TASK GOAL: Look through the entries for the string "beige", and copy each line that holds it.

Region pointing data:
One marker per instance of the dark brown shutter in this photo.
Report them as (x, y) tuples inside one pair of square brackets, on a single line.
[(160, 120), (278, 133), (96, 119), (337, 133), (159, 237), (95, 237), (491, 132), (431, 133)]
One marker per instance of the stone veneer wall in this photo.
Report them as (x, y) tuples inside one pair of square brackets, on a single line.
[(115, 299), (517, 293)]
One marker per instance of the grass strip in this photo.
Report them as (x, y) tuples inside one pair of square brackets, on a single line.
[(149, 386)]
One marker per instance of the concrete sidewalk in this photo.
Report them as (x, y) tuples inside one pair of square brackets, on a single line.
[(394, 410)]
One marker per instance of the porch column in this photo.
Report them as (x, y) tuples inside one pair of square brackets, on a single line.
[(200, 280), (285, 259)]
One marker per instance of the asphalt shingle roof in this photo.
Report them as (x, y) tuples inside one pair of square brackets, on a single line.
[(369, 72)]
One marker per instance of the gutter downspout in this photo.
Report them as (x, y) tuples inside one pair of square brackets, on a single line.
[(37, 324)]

---

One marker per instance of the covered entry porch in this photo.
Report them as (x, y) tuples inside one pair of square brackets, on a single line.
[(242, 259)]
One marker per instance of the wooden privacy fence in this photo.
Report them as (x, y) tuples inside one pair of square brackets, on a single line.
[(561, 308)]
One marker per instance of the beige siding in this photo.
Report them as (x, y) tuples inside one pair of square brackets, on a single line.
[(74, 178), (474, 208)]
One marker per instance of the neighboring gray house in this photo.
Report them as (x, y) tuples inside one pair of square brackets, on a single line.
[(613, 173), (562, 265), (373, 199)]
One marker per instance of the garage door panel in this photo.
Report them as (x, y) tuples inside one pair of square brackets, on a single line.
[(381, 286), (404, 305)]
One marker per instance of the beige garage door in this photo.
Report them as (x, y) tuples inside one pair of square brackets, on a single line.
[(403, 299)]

OUTPUT OF THE TASK:
One marker per instance of the beige siding in this photo.
One marker per instance of the beige garage door in this photo.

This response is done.